# mites in a cell



## sfisher (Sep 22, 2009)

I think one female.


----------



## Mike Gillmore (Feb 25, 2006)

One mated female. 

http://www.ars.usda.gov/services/docs.htm?docid=2744&page=14


----------



## beemandan (Dec 5, 2005)

sfisher said:


> I think one female.





Mike Gillmore said:


> One mated female.


Not so fast guys. During spring and summer brooding this may be typical…although not absolute. But as brood production winds down at the end of the season there are often multiple (two and sometimes more) mated female mites entering those limited number of available brood cells. This extra heavy parisitization(?) of overwintering bees is one reason why fall/winter colony collapse from varroa is common.
Also consider…when a single female mite reproduces in a cell, all of her progeny mate with their brother. In that fashion mites are quite inbred. Were it not for those times when multiple foundress mites reproduced in the same cell there would be no sharing of genetic material…..almost certainly dooming the species in the long haul.


----------



## jim lyon (Feb 19, 2006)

beemandan said:


> Also consider…when a single female mite reproduces in a cell, all of her progeny mate with their brother. In that fashion mites are quite inbred. Were it not for those times when multiple foundress mites reproduced in the same cell there would be no sharing of genetic material…..almost certainly dooming the species in the long haul.


That's an interesting perspective Dan and one that makes perfect sense. It always intrigued me that varroa could survive their inbreeding without getting weakened.

** Provided material **
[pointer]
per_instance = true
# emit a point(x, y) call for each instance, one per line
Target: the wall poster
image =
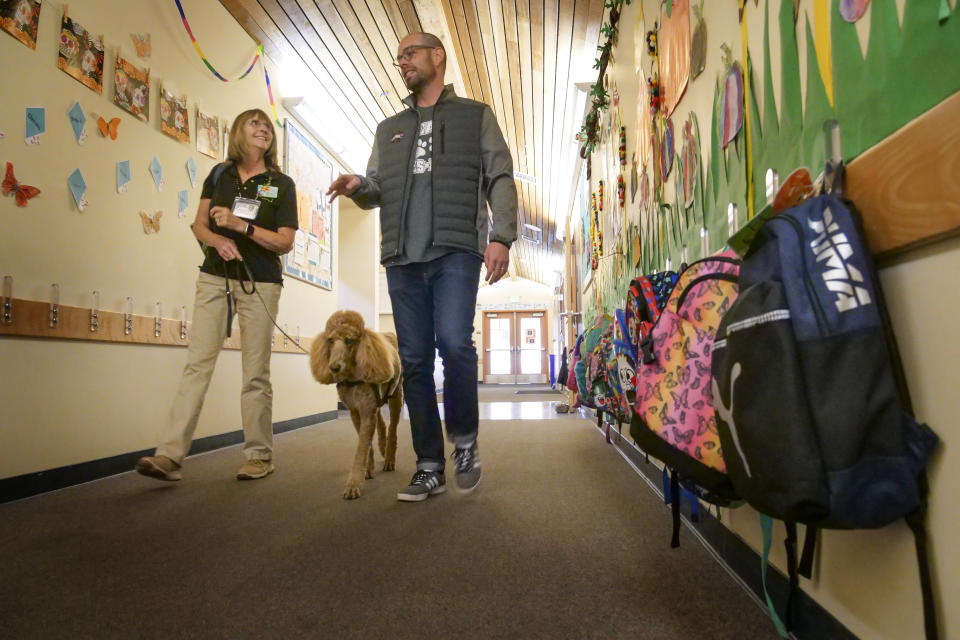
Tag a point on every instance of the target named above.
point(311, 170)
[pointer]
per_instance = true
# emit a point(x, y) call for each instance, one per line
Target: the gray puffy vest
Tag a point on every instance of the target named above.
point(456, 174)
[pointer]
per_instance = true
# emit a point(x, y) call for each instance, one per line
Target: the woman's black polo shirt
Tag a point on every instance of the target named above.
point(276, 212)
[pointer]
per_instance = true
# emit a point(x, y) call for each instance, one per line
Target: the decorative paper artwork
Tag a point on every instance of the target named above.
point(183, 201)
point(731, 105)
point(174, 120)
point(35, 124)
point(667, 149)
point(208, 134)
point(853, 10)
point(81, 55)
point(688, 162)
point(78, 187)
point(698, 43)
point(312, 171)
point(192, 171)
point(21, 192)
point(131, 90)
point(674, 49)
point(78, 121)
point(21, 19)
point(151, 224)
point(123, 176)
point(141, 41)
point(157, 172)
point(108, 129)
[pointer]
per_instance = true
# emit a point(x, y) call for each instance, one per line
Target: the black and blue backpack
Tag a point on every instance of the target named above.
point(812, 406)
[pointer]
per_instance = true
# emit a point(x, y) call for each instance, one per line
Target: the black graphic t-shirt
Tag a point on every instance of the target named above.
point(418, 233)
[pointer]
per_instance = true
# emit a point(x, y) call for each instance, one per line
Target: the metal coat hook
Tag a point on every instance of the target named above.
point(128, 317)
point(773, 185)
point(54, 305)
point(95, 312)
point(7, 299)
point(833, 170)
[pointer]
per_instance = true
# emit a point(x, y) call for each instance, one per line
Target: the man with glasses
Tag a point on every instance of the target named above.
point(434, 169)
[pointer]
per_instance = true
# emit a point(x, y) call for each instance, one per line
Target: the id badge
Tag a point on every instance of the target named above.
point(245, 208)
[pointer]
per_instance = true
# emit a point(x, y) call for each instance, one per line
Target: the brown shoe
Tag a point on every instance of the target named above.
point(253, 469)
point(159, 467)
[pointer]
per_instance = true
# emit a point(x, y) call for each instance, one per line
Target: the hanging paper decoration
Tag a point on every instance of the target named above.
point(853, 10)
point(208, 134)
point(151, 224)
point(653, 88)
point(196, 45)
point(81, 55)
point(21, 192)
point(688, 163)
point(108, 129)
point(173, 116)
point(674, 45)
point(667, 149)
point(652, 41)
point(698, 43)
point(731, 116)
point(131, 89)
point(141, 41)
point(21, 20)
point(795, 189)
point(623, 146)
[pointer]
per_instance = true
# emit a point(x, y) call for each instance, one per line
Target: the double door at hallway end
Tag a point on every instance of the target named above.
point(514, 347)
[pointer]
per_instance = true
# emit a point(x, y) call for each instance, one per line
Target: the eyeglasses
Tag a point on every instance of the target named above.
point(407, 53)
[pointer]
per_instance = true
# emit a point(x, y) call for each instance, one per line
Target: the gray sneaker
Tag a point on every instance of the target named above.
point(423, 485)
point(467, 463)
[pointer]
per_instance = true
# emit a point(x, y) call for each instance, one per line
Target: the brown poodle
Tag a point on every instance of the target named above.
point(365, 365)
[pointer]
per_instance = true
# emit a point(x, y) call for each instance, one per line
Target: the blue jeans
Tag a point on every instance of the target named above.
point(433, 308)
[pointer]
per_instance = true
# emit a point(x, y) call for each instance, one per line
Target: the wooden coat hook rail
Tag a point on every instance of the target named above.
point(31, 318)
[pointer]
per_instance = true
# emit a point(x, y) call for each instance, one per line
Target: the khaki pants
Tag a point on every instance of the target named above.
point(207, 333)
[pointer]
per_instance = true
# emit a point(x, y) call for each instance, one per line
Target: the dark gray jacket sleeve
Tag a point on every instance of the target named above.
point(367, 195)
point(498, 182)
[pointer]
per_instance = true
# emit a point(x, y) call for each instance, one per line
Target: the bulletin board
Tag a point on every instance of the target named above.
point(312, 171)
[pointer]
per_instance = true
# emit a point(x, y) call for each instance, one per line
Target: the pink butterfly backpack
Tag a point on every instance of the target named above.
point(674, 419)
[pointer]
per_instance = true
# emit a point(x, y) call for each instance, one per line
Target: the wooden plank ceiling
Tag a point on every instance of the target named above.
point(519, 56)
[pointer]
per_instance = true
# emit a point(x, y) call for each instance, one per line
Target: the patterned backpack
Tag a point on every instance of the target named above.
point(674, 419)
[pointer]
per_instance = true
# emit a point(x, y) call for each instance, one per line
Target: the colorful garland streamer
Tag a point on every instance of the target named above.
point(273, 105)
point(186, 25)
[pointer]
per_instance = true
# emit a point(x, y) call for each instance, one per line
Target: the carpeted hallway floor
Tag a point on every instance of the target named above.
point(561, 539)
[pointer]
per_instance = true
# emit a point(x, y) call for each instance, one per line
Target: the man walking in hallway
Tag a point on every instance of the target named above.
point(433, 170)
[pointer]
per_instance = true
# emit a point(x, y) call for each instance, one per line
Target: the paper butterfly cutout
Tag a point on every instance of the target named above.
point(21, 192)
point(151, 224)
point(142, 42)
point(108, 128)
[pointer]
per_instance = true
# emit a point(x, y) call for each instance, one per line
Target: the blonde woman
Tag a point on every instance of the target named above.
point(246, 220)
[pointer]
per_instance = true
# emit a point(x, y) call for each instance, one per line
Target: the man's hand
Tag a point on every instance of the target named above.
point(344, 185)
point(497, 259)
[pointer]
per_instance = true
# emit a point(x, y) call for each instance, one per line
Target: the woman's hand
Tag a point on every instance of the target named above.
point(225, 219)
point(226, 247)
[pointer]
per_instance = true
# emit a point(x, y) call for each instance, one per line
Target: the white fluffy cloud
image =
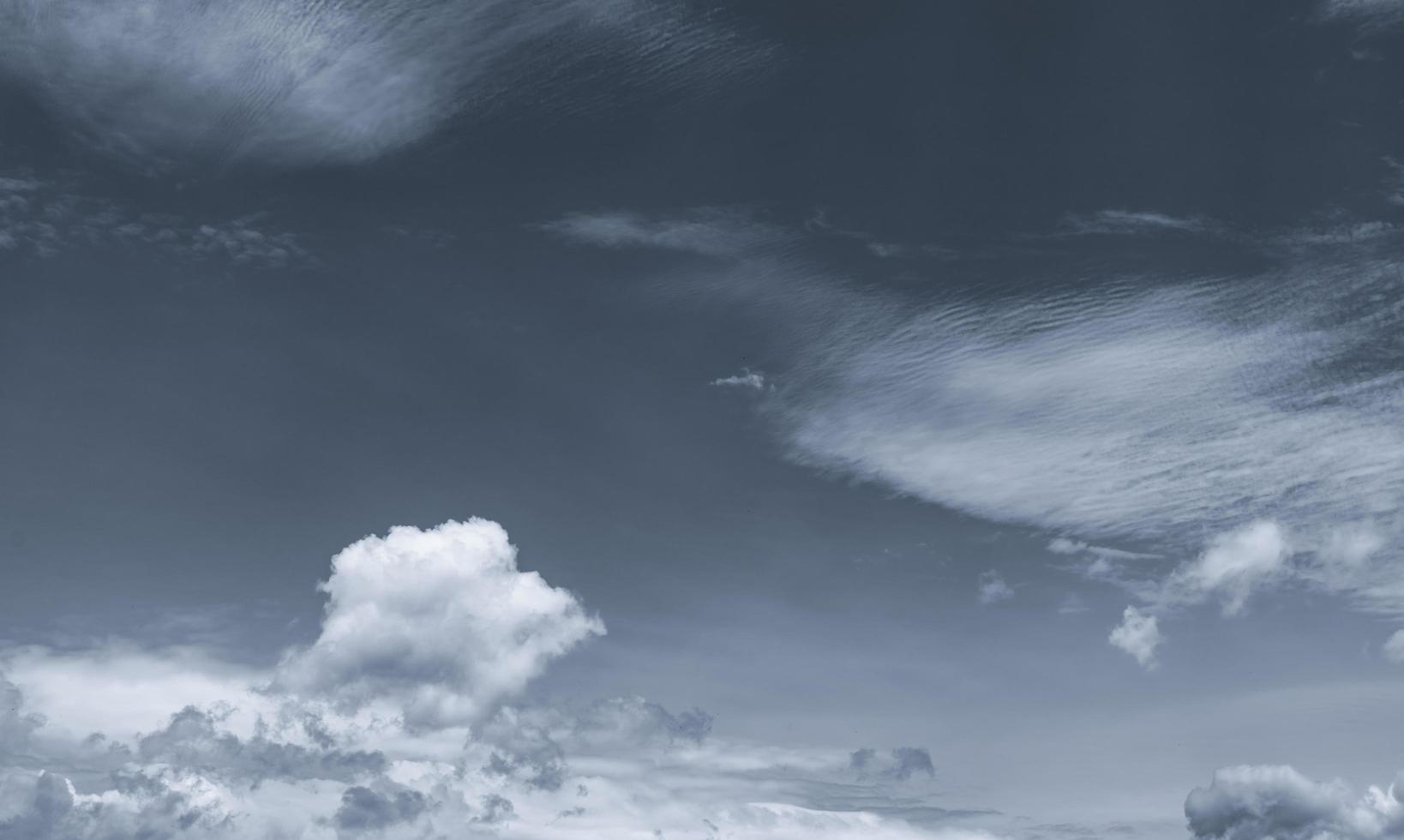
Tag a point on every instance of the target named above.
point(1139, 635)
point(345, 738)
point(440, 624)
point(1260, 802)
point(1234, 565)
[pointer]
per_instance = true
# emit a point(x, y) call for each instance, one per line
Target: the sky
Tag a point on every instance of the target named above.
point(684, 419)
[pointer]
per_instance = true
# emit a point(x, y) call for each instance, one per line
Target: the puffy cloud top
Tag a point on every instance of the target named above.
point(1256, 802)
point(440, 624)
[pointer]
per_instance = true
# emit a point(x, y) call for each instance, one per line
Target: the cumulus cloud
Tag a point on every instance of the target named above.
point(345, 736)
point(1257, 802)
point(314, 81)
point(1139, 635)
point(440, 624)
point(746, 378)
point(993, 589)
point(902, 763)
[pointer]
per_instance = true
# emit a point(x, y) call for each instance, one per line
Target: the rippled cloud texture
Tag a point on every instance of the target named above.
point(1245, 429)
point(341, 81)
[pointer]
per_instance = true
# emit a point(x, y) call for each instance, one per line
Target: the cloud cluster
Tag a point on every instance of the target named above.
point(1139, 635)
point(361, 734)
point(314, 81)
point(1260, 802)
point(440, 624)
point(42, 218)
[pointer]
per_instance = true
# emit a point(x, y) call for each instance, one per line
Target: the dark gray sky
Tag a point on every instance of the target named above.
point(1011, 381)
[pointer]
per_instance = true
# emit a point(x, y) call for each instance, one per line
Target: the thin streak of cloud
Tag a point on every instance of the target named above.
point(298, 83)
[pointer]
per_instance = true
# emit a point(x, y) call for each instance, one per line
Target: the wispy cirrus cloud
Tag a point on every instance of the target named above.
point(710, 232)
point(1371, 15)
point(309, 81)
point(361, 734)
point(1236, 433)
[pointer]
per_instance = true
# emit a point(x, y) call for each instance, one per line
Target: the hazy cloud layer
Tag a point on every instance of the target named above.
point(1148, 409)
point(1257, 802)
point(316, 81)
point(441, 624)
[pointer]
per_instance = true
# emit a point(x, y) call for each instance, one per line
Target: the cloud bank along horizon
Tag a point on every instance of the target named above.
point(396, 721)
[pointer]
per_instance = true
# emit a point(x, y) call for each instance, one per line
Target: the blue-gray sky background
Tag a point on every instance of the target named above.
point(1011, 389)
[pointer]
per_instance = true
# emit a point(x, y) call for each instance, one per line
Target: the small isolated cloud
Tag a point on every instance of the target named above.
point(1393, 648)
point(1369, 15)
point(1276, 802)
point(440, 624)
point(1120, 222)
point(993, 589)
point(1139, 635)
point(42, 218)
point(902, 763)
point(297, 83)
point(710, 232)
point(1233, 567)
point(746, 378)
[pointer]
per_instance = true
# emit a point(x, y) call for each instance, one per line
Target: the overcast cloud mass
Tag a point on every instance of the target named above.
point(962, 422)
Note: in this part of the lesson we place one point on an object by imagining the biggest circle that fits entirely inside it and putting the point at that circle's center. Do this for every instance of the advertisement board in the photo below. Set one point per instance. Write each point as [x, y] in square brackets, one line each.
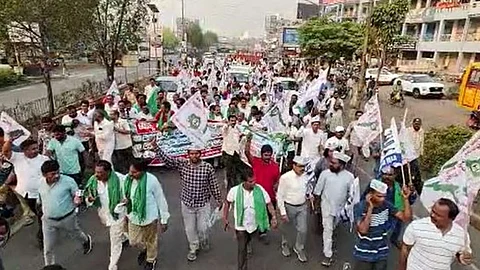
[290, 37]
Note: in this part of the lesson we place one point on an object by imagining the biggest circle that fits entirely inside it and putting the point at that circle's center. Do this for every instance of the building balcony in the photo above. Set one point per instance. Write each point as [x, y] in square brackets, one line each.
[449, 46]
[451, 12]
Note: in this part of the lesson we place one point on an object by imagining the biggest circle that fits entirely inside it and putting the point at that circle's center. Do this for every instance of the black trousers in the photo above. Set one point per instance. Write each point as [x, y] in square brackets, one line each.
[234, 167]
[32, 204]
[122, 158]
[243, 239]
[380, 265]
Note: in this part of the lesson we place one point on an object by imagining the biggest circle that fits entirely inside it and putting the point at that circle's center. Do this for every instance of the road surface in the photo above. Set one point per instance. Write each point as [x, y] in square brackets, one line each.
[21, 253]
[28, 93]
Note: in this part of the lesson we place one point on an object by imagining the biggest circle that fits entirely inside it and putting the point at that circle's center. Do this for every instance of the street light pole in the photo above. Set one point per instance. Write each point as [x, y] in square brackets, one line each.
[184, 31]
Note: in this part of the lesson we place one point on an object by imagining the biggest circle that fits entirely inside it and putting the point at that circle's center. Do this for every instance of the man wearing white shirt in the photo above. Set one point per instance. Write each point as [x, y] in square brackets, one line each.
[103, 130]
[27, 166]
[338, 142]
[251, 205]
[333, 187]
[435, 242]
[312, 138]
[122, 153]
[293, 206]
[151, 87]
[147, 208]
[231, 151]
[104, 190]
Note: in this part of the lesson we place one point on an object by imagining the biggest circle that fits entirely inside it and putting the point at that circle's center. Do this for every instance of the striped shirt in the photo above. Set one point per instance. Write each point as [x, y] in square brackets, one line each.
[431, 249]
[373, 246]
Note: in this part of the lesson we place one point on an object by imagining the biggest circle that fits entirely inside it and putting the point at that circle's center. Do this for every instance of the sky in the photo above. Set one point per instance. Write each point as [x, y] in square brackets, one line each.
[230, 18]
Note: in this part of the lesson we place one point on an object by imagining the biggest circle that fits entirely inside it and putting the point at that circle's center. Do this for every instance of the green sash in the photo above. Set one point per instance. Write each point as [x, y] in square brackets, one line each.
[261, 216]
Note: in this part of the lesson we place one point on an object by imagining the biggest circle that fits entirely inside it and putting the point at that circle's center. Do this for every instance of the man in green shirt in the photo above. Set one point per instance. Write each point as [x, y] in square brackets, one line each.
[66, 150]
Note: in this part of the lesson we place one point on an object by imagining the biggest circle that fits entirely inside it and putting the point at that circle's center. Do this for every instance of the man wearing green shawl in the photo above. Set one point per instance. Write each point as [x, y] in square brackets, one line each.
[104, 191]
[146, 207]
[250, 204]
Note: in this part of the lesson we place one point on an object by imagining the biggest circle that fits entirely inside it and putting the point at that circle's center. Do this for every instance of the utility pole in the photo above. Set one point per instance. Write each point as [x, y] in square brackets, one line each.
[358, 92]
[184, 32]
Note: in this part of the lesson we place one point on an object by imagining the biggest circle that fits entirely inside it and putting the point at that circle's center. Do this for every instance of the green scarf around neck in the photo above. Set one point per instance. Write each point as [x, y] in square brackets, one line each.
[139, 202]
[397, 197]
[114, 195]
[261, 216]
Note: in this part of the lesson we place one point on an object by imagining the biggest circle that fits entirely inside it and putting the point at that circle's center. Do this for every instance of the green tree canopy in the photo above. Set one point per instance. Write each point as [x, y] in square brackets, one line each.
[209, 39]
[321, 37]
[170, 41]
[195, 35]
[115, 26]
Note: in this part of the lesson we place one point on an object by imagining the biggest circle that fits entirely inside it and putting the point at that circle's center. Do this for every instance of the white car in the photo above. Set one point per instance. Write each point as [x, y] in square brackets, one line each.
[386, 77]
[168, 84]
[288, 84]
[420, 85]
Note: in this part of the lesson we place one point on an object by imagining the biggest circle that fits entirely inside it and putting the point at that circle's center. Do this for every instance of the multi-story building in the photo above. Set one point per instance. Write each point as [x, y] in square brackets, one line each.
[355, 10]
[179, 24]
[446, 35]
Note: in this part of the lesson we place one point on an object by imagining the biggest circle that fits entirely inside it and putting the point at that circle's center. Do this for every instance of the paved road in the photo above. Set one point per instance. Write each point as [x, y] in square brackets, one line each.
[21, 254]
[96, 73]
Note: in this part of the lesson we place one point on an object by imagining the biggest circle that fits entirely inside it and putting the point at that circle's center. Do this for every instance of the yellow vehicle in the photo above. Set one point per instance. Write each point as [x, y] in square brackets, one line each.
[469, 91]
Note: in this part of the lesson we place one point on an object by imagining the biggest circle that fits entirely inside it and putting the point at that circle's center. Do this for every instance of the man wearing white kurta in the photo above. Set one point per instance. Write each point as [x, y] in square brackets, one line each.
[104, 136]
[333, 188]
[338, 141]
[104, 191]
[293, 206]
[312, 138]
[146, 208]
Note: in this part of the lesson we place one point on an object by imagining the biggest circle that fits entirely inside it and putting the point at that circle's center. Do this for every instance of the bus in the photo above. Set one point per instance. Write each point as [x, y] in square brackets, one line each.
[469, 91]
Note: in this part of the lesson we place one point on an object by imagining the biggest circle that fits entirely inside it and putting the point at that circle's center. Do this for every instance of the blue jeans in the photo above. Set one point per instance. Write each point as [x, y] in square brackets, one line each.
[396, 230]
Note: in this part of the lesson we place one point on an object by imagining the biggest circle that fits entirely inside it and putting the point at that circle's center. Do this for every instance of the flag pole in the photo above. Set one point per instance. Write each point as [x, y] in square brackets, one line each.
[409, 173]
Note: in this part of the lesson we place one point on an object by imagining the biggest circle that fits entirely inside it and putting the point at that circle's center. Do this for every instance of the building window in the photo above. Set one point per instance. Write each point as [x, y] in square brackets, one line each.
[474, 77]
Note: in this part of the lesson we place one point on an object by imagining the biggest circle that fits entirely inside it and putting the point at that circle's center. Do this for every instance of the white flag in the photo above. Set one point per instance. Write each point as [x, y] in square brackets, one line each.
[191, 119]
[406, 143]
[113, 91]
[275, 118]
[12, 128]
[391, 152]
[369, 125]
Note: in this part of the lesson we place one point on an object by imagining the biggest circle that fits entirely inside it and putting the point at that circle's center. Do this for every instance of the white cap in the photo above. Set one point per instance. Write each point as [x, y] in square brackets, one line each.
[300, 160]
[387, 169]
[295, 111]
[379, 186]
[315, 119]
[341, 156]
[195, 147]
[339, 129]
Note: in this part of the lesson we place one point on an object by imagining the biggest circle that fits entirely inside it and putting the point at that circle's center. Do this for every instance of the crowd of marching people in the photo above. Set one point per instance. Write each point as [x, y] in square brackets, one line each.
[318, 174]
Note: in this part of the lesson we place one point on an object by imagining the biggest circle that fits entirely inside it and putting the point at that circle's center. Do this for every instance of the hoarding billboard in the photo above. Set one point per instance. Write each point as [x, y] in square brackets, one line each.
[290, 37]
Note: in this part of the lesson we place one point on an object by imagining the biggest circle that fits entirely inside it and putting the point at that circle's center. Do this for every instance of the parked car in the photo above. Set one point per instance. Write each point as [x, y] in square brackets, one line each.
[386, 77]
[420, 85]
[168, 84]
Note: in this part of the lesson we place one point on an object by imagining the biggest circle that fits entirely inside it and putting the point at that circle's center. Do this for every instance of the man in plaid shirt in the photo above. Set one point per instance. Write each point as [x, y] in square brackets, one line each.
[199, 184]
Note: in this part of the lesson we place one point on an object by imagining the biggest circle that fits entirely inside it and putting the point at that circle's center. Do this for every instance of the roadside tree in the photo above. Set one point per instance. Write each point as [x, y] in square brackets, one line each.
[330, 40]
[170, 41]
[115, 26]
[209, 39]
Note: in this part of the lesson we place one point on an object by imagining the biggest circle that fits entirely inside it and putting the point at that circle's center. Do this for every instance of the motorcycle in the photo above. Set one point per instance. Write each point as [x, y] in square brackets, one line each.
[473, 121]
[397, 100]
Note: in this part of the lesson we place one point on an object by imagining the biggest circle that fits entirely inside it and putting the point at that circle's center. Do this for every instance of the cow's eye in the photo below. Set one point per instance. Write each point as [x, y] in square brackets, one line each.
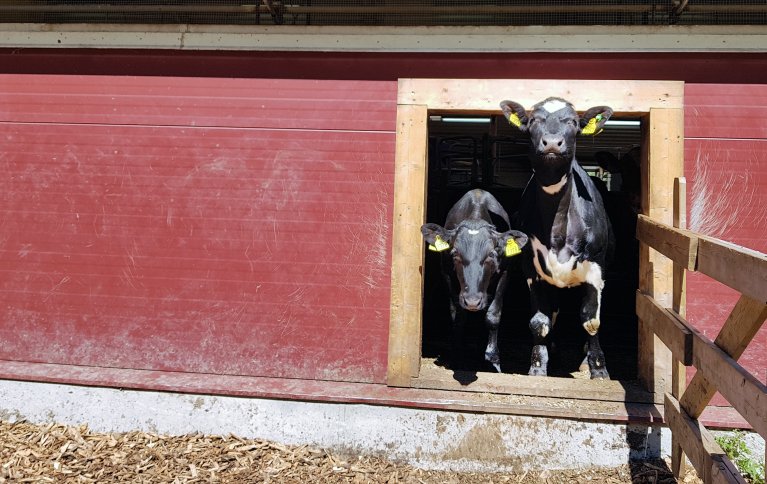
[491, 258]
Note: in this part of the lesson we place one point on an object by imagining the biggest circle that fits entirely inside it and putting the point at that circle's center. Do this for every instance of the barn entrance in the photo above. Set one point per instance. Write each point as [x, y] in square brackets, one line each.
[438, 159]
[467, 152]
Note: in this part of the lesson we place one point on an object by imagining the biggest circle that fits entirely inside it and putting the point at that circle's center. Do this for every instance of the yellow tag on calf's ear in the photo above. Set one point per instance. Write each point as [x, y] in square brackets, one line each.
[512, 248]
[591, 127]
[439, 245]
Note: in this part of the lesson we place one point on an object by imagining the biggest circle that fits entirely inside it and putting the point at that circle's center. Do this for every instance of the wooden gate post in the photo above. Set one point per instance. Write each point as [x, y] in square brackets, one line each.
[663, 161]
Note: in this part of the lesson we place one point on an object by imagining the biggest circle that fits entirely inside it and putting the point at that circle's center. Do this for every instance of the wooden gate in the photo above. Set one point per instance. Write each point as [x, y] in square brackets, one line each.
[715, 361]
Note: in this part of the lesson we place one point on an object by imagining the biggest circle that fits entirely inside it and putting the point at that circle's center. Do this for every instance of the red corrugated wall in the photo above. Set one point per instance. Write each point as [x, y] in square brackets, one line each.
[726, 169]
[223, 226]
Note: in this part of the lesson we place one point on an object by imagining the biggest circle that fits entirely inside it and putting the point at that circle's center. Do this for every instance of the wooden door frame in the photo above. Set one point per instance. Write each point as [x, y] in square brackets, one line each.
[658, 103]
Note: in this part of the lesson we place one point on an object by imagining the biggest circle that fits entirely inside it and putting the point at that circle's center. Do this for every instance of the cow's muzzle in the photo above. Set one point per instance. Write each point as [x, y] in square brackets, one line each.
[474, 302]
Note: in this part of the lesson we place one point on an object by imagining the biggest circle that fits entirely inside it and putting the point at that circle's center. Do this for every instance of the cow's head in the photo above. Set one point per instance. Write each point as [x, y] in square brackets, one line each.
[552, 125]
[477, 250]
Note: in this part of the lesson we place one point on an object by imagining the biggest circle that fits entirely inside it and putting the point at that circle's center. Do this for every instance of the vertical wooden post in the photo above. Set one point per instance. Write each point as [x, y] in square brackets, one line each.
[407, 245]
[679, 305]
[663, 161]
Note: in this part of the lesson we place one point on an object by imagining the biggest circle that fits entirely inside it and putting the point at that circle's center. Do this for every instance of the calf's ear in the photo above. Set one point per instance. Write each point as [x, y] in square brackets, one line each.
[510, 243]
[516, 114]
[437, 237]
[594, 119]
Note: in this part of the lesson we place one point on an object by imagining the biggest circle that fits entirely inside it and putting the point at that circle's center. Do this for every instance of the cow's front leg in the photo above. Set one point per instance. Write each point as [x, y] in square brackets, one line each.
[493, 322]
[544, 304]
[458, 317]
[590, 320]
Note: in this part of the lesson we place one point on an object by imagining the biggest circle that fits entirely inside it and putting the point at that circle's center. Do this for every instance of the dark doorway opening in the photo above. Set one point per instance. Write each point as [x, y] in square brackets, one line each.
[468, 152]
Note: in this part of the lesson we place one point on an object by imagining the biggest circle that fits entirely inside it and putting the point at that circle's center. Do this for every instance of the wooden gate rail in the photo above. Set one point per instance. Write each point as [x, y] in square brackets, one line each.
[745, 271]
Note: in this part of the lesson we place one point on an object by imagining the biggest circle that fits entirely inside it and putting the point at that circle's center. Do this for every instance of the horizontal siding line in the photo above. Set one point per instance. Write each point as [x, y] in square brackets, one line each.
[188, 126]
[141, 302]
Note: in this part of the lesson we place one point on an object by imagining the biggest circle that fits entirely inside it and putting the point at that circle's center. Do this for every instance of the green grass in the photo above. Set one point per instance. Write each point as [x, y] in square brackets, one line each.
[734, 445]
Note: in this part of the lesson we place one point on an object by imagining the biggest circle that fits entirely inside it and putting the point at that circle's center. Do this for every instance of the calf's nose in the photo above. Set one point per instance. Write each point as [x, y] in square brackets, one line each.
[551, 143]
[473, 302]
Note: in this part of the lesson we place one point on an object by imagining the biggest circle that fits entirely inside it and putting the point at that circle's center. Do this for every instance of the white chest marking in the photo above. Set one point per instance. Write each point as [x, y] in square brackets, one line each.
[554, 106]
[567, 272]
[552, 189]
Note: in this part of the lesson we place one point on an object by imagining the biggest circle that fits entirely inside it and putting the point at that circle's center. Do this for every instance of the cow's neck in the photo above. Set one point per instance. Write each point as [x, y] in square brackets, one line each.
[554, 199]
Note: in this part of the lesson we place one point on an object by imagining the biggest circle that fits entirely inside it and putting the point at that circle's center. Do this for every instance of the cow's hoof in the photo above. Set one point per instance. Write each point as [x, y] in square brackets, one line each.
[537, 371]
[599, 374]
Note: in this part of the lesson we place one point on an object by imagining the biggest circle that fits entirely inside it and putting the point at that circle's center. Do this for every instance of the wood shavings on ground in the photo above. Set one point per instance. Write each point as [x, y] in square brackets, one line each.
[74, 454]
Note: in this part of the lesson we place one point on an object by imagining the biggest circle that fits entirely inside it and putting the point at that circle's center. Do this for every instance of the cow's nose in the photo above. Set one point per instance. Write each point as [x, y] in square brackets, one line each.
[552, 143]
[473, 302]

** Task statement **
Change "progeny" to "offspring" in the mites-in-a-cell thread, and give the part starting with "Not so fast" and going on through "(Feb 19, 2006)".

** Result of the exercise **
Not so fast guys. During spring and summer brooding this may be typical…although not absolute. But as brood production winds down at the end of the season there are often multiple (two and sometimes more) mated female mites entering those limited number of available brood cells. This extra heavy parisitization(?) of overwintering bees is one reason why fall/winter colony collapse from varroa is common.
Also consider…when a single female mite reproduces in a cell, all of her offspring mate with their brother. In that fashion mites are quite inbred. Were it not for those times when multiple foundress mites reproduced in the same cell there would be no sharing of genetic material…..almost certainly dooming the species in the long haul.


----------



## jim lyon (Feb 19, 2006)